++++ Fragmento del documento ++++

El otro día un bloguero amigo hacía
referencia veladamente a mi incoherencia pedagógica tras seguirme a lo largo de
varios años. Y quedaba sorprendido por mi ejercicio de saltimbanqui este verano
en que parece que se me ha aparecido la luz tras la lectura de algunas obras
educativas. De tal modo me he convertido en partidario de la innovación
pedagógica, esa que viene con siglas extrañas desde el otro lado del océano
pero que, a su juicio, consiste en un lenguaje grandilocuente de radical
novedad pero que está vacío de todo real contenido innovador pues expresa lo
que se ha hecho siempre.
Reconozco mi incoherencia. Yo defendí las tesis de Ricardo Moreno Castillo y su Panfleto Antipedagógico. Apoyaba yo la
escuela del esfuerzo frente a una escuela lúdica e inconsistente. Entre mis
setecientos setenta posts hay ejemplos de esta convicción contra la escuela del
constructivismo y del aprender a aprender.
Soy una persona poliédrica. El hecho de
que me enroque en una posición no quiere decir que no esté evaluando
constantemente enfoques contrarios o alternativos que rechazo. Mis reflexiones
han ido jalonando este blog con flagrantes contradicciones. Quiero pensar que
son las propias de un profesor que contrasta sus ideas con la praxis en el
aula. ¿De qué modo las ideas de Moreno Castillo me ayudaban a conseguir que mis
alumnos aprendieran? Lo intenté. Pero eso me llevaba a estar en un modelo
estático y alejado del aula. Y además la constatación crudelísima es que mis
alumnos no estudiaban (las características sociales de mi instituto son muy
marcadas) y ello era evidente. Yo lo intentaba todo desde ángulos convencionales de
enseñanza-aprendizaje. Pero el resultado era magro, escaso. Y además mis
alumnos se hacían expertos en el arte de la copia. He escrito sobre ello. ¿Por
qué a pesar de todos mis esfuerzos mis alumnos no retenían nada? Me daba cuenta
de su escasa atención, de sus dificultades lectoras, de la desatención en el
aula. Elucubré mucho sobre ello. Mis compañeros y yo lo achacábamos al medio
social, a la falta de hábitos de estudio, a la poca o nula implicación de las
familias, a la deficiente culturización, a los medios de comunicación, al
estilo de vida, a las leyes educativas... Muchos profesores reclamaban más de lo mismo. Más disciplina, más esfuerzo,
más sentido del deber, más conciencia de futuro... Pero nada funcionaba salvo
en un pequeño porcentaje que aprovechaba la enseñanza en el sentido
tradicional, tal vez un diez por ciento, a lo sumo un 15 por ciento. El resto,
un ochenta y cinco por ciento se inhibía, se arrastraba, desconectaba, y
algunos lograban pasar, más por la enorme generosidad del sistema que porque
ellos hubieran luchado por ello.

++++ Material proporcionado ++++

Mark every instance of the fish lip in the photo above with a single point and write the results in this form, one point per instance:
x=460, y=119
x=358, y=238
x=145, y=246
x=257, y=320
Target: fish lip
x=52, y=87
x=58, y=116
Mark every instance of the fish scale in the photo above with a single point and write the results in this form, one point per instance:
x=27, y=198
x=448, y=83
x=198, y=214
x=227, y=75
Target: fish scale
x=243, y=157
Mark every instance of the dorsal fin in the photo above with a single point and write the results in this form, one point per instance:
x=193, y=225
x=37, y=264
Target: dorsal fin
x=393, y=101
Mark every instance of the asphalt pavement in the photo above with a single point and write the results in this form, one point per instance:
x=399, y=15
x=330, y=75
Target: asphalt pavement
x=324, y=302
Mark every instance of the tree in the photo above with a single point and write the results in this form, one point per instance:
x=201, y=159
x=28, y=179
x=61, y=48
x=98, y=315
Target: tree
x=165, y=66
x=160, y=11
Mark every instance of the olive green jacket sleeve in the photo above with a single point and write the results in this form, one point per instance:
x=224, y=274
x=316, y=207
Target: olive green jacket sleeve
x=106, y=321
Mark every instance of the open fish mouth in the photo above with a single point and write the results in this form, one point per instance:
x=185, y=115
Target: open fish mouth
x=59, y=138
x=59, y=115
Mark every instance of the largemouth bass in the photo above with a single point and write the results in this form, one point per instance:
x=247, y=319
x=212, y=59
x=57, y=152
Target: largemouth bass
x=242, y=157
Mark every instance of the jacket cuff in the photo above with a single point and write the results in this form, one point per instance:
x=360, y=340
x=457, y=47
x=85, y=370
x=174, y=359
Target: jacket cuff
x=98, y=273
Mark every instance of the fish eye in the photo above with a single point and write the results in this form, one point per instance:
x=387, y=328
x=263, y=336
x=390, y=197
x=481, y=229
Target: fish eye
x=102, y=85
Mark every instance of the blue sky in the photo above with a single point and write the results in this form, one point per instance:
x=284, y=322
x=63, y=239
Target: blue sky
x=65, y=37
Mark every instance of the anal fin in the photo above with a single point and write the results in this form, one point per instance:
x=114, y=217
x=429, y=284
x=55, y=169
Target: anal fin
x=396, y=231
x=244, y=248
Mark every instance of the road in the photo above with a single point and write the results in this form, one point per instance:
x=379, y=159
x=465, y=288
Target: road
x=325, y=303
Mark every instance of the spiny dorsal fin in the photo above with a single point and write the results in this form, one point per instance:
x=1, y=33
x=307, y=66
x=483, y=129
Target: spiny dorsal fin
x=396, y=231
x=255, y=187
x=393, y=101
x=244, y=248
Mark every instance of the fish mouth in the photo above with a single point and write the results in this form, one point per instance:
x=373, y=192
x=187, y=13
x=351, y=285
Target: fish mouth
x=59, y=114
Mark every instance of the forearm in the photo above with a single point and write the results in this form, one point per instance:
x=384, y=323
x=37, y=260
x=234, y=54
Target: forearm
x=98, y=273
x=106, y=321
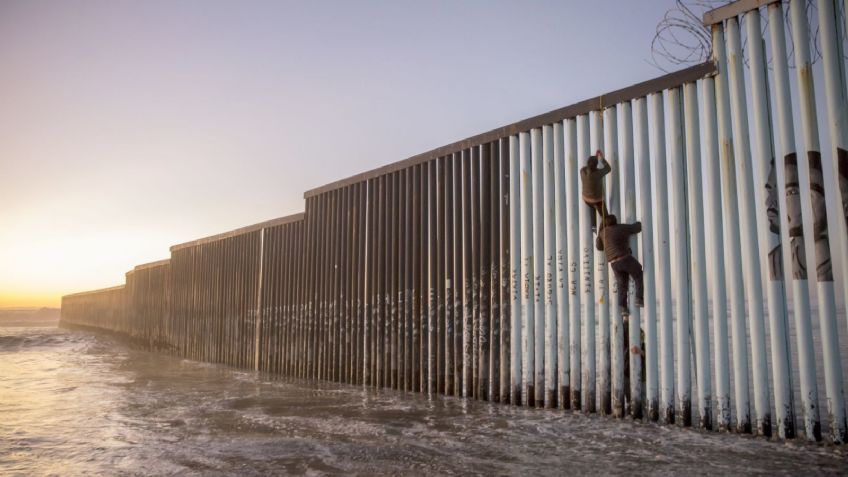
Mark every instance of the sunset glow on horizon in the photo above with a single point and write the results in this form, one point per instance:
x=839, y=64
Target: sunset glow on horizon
x=130, y=127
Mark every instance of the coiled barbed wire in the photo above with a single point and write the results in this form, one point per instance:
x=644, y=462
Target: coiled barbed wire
x=682, y=39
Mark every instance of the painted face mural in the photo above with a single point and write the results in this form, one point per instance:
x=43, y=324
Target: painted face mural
x=824, y=271
x=793, y=213
x=773, y=212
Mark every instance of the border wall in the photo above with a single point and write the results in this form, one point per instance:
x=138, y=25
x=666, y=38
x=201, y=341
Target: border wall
x=471, y=270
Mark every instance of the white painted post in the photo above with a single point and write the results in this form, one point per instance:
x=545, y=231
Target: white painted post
x=550, y=223
x=572, y=166
x=628, y=215
x=596, y=135
x=698, y=256
x=515, y=261
x=680, y=256
x=538, y=265
x=562, y=325
x=616, y=341
x=750, y=247
x=833, y=63
x=712, y=211
x=587, y=283
x=664, y=262
x=827, y=298
x=769, y=230
x=643, y=163
x=732, y=244
x=528, y=325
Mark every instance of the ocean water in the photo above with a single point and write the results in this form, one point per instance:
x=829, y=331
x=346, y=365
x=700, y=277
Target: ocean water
x=76, y=403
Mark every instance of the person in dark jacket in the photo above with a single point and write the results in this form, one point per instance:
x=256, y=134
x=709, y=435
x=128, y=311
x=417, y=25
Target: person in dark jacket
x=592, y=180
x=614, y=241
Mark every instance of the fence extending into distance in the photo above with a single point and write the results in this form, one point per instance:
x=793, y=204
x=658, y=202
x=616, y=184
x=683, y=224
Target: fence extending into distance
x=471, y=271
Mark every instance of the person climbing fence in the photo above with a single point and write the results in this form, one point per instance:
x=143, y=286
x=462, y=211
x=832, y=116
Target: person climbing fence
x=614, y=240
x=592, y=179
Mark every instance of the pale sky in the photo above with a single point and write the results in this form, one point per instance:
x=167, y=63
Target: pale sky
x=128, y=127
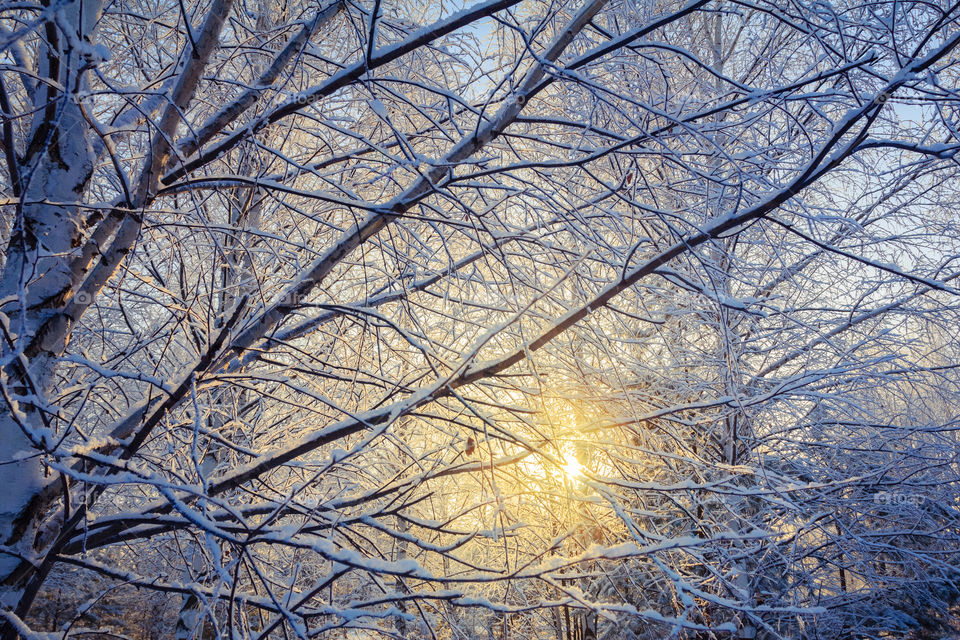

++++

= Tareas pendientes =
• a. Copia del fragmento el pasaje que va desde "El otro día" hasta "ha hecho siempre.", ambos incluidos.
• b. ¿Qué obra de Ricardo Moreno Castillo se menciona en el fragmento?
Usa únicamente el fragmento para responder.

= Respuestas resueltas =
• a.
El otro día un bloguero amigo hacía
referencia veladamente a mi incoherencia pedagógica tras seguirme a lo largo de
varios años. Y quedaba sorprendido por mi ejercicio de saltimbanqui este verano
en que parece que se me ha aparecido la luz tras la lectura de algunas obras
educativas. De tal modo me he convertido en partidario de la innovación
pedagógica, esa que viene con siglas extrañas desde el otro lado del océano
pero que, a su juicio, consiste en un lenguaje grandilocuente de radical
novedad pero que está vacío de todo real contenido innovador pues expresa lo
que se ha hecho siempre.

• b. El Panfleto Antipedagógico.